* [Task brief]: Rewrite the rows from the line with "Find every instance of the road" through the end of the rows, requests included, and rescale every point coordinate by multiplying it by 1.6 and rounding to a whole number with halves rounded up. Return only those lines.

[Point labeling dataset excerpts]
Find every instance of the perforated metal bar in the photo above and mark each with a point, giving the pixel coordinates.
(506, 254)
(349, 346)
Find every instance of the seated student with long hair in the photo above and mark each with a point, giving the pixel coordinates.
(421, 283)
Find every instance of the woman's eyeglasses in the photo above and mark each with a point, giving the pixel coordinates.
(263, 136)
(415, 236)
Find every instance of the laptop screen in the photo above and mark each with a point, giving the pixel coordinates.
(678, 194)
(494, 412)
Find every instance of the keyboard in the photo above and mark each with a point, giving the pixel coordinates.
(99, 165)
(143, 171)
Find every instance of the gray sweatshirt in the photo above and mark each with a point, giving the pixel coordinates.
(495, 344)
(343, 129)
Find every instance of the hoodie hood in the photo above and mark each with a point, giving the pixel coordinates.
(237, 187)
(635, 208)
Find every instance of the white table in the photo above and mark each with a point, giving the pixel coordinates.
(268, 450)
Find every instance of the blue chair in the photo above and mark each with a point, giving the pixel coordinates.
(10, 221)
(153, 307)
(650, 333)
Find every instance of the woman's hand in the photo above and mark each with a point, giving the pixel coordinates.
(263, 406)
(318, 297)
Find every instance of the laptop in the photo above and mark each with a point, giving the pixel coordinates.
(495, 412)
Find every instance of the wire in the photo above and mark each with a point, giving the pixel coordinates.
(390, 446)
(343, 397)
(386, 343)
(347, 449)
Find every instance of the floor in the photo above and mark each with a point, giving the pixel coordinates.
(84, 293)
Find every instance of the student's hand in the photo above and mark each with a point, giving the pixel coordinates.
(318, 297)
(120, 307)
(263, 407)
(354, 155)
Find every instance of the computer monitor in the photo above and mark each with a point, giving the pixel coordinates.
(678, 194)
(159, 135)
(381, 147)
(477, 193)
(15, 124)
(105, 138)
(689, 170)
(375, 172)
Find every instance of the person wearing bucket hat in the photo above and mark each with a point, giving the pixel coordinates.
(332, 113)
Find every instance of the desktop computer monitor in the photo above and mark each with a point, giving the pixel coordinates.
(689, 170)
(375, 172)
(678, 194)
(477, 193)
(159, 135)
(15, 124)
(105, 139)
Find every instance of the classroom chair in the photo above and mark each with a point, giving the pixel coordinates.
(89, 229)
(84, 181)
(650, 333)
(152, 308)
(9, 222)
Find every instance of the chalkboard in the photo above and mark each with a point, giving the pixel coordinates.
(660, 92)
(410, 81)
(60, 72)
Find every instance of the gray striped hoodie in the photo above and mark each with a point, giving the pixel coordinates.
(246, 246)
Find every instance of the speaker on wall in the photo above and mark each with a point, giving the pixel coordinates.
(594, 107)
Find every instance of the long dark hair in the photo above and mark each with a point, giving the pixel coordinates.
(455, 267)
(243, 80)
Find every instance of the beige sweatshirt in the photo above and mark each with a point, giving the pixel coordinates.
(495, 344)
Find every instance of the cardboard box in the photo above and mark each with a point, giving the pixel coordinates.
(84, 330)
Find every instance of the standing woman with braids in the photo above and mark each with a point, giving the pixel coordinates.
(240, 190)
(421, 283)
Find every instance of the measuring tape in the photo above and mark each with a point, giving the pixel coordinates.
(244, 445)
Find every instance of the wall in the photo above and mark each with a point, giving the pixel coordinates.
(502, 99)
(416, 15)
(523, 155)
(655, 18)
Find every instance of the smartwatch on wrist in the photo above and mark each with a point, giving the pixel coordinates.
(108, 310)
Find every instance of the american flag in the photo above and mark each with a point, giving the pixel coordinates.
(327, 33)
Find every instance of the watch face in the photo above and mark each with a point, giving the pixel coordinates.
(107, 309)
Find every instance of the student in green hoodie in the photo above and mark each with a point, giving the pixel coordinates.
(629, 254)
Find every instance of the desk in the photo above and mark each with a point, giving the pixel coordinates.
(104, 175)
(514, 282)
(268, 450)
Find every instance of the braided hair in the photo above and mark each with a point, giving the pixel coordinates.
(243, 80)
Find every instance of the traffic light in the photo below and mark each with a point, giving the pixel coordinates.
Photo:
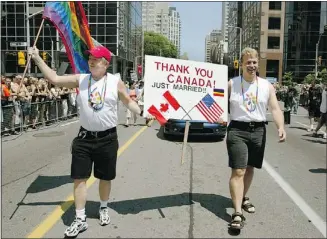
(44, 56)
(236, 64)
(21, 58)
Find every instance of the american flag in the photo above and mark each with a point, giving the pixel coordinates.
(209, 109)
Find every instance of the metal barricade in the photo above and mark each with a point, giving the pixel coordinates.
(11, 120)
(34, 116)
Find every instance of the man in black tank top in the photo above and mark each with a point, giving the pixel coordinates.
(246, 140)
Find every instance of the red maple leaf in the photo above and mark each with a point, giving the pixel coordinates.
(164, 107)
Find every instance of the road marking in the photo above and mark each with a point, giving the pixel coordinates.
(51, 220)
(297, 199)
(307, 126)
(69, 123)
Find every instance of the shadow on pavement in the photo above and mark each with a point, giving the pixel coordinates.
(216, 204)
(318, 170)
(317, 141)
(45, 183)
(297, 127)
(191, 139)
(41, 184)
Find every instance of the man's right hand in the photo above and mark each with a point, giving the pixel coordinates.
(33, 52)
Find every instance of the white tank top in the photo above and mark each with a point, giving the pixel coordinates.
(249, 111)
(105, 118)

* [Solution for this problem]:
Find every instance of the road marking in the photo above and mark each with a point, giving the pixel coordinates.
(82, 352)
(475, 318)
(491, 202)
(110, 197)
Find every instance of the shadow on pavement in the photo above and mark each with a point, giving the pixel coordinates.
(346, 326)
(509, 272)
(507, 226)
(72, 293)
(475, 203)
(306, 222)
(66, 294)
Find every instance of the man's right hand in the photo above and mark each with a point, giving the pixel coordinates.
(53, 83)
Find every instance of the white tank top in the photo above and mark each with a point, giving the pixel coordinates.
(398, 178)
(168, 189)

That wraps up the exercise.